PROBLEM TO SOLVE:
Copy the records below exactly, leaving out any pictures.

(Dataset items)
..........

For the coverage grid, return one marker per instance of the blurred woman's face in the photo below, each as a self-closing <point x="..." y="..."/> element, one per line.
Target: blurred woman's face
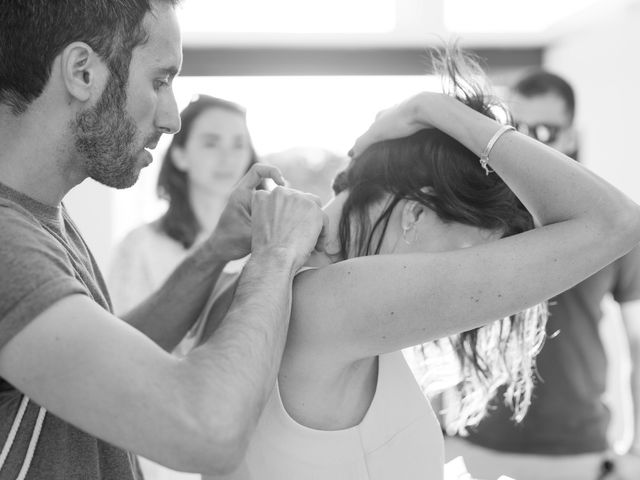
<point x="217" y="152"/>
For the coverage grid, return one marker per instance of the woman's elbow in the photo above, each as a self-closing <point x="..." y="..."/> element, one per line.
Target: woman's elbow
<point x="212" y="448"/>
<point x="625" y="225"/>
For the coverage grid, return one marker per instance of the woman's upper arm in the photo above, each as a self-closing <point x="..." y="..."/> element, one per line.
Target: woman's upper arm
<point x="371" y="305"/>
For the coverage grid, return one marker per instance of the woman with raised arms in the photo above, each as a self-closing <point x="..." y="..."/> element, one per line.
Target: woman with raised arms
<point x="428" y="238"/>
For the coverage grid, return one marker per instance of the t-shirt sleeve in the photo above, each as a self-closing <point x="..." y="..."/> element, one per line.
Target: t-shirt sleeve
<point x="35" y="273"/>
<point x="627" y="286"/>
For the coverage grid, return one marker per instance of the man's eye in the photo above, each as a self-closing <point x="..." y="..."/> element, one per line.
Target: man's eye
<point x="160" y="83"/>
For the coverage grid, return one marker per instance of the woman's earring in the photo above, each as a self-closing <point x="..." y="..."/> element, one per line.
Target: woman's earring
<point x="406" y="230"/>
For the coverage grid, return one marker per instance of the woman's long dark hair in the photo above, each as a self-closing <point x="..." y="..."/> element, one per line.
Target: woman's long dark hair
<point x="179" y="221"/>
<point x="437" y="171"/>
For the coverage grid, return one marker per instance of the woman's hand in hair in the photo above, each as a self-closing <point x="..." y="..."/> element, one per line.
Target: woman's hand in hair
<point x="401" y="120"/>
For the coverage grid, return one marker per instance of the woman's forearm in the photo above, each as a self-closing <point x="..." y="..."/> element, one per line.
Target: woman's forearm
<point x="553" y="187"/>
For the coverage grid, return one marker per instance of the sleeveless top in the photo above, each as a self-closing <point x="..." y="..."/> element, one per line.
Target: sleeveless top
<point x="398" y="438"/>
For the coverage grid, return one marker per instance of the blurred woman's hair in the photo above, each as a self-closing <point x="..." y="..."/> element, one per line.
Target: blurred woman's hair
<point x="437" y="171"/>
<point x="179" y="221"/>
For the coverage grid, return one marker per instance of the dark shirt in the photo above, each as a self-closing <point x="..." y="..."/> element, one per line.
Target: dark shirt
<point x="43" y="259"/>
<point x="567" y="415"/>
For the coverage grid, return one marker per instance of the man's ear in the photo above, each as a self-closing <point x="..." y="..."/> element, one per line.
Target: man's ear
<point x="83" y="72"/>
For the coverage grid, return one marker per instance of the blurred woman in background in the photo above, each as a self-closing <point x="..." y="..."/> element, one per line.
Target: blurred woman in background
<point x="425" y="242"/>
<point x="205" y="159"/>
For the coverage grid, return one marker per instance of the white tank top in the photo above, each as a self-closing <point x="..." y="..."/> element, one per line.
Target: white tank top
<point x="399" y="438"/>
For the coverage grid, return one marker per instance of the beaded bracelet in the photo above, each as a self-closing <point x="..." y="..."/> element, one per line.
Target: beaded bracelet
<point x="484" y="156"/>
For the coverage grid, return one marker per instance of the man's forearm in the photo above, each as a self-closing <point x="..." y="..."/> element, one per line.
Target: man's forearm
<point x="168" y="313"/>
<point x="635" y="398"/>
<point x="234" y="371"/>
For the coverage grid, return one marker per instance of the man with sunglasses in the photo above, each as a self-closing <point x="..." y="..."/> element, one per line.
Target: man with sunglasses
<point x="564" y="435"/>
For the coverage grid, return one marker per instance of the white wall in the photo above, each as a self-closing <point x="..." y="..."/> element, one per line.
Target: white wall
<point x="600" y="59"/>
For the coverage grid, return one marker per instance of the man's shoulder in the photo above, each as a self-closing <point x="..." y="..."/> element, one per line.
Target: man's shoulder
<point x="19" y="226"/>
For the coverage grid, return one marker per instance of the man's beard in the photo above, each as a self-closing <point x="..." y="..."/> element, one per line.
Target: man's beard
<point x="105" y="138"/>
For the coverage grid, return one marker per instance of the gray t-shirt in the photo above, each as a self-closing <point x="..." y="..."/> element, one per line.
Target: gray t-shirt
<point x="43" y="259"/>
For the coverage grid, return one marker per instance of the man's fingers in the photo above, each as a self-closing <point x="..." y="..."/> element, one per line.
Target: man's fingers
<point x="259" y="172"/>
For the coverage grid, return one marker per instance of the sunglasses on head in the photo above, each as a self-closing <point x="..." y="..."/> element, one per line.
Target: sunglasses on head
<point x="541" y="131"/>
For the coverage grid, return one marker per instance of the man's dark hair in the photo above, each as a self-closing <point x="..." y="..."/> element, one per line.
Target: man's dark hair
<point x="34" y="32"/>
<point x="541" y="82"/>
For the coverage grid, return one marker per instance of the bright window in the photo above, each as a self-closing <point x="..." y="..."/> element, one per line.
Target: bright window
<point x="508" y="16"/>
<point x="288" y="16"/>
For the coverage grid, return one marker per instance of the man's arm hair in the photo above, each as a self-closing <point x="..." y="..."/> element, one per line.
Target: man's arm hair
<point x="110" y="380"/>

..........

TASK RESULT:
For the coverage grid, return one marker per instance of the blurred woman's face in the photo below, each as a self-closing <point x="..." y="..."/> element, one per line.
Target: blurred woman's face
<point x="217" y="152"/>
For the coverage grid, return one marker per instance of the woman's elbow in the photo above, each as a self-closing <point x="..." y="..."/> element, one per line.
Target: woman's elbow
<point x="212" y="448"/>
<point x="625" y="225"/>
For the coverage grid, return one marker per instance of the woman's upper arm in the photo above, each as a self-closing <point x="..." y="..."/> element, one per line.
Target: woman's upper arm
<point x="371" y="305"/>
For the coverage grid, return one marker per instance of the woman with raised arms in the photo above, each as a self-closing <point x="..." y="..."/> element, one per line.
Target: woman with raised arms
<point x="428" y="238"/>
For the coverage grid, return one marker per instance of the t-shirt sleeve in the photo above, each as a self-closing <point x="..." y="..."/> element, one per line.
Target: t-shirt sleeve
<point x="35" y="273"/>
<point x="627" y="286"/>
For the coverage grid, return one marker per instance of the man's eye in the photo above, each as a self-closing <point x="..." y="..."/> element, one per line.
Target: man's eye
<point x="160" y="83"/>
For the coverage grid, return one marker per instance of the woman's earring in the photo above, each as a self-closing <point x="..." y="..."/> element, one per line.
Target: woman's earring
<point x="406" y="230"/>
For the coverage grid, return one marker per instance of the woman's long dark hair in the photo above, each as a self-closing <point x="..." y="..."/> element, one per line.
Target: woman's long dark hair
<point x="179" y="221"/>
<point x="437" y="171"/>
For the coverage grid, return one marker per instance of the woman's hand in hair in the photo above, each as a self-closing <point x="..." y="..."/> element, one per line.
Target: woman's hand in hair
<point x="401" y="120"/>
For the coverage grid, return one marker per instance of the woman's forearm in the photo above, each as a self-closing <point x="..." y="..."/> element, one per line.
Target: woman's forearm
<point x="553" y="187"/>
For the coverage grid, return one marker per instance of the sleeveless top in the photo above, each as a self-closing <point x="..." y="..."/> element, one per line.
Target: sleeveless top
<point x="398" y="438"/>
For the coverage grid, return one marker per instance of the blurred woman's hair in the photo above, each as a self-closing <point x="..." y="..."/> element, one per line.
Target: blurred woman's hair
<point x="437" y="171"/>
<point x="179" y="221"/>
For the coverage grid, return one marker per instance of the dark shirt in the photo above, each as a self-closing <point x="..." y="..."/> element, one per line.
Target: dark shirt
<point x="43" y="259"/>
<point x="567" y="415"/>
For the coverage grid, return one marker per instance of the man's ear in the photo above, each as a self-closing <point x="..." y="..."/> element, one per line.
Target: man's ear
<point x="83" y="72"/>
For the coverage grid, return one marker per instance of the blurred woman in background in the photo above, each as a self-closing <point x="..." y="..."/> element, one per line.
Target: blurred woman in background
<point x="425" y="242"/>
<point x="205" y="159"/>
For the coverage grid, return one marker per instance of the white tank top in the photo above, each as a self-closing <point x="..." y="..."/> element, one per line.
Target: white tank top
<point x="399" y="438"/>
For the coverage grid, return one marker per instance of the beaded bracelet in the photo above, each as a self-closing <point x="..." y="..."/> element, one per line.
Target: beaded bracelet
<point x="484" y="156"/>
For the coverage grid, return one marker per instance of the man's forearm in the photo above, each as a self-closing <point x="..." y="..."/> element, one per line.
Target: man's forearm
<point x="168" y="313"/>
<point x="635" y="398"/>
<point x="234" y="371"/>
For the coverage grid, return one marker per instance of the man with sunglasses in the photo above, each as a self-closing <point x="..." y="..."/> element, one per line.
Target: man with sunglasses
<point x="564" y="435"/>
For the coverage grid, return one marker per instance of the white wall in the photo above, each as a self-closing <point x="..." y="..."/> element, one per line.
Target: white wall
<point x="600" y="59"/>
For the coverage grid, return one marker per instance of the man's shoulder in the photo above, each as a self-closing <point x="..." y="..."/> element, one per line.
Target: man's shoulder
<point x="19" y="226"/>
For the coverage grid, return one marker per instance of the man's beard in the photo above, each as a self-closing <point x="..." y="..."/> element, one per line.
Target: man's beard
<point x="105" y="138"/>
For the coverage grid, return one marker per instance of the gray t-shirt in the photo above, each as a self-closing <point x="..." y="..."/> element, one per line.
Target: gray t-shirt
<point x="43" y="259"/>
For the coverage grid, return one marker per instance of the man's fingers in the photo above, each as a self-closing <point x="..." y="..."/> element, one per line.
Target: man's fingers
<point x="259" y="172"/>
For the coverage grid, return one marker per instance of the sunglasses on head in the photo above, each as a self-closing <point x="..." y="..."/> element, one per line.
Target: sunglasses on head
<point x="541" y="131"/>
For the coverage grid, return one marker per instance of the man's dark hair in the photo above, each as a self-closing <point x="..." y="..."/> element, one per line.
Target: man's dark hair
<point x="34" y="32"/>
<point x="541" y="82"/>
For the coverage grid, return one marker per instance of the bright window in the photo above, each as a self-closing <point x="..." y="..."/> element, one per line.
Target: bright window
<point x="508" y="16"/>
<point x="288" y="16"/>
For the coverage grid, return one marker per instance of the man's arm hair in the photo above, each as a self-closing <point x="..." y="..."/> element, one per line.
Target: man's arm hair
<point x="110" y="380"/>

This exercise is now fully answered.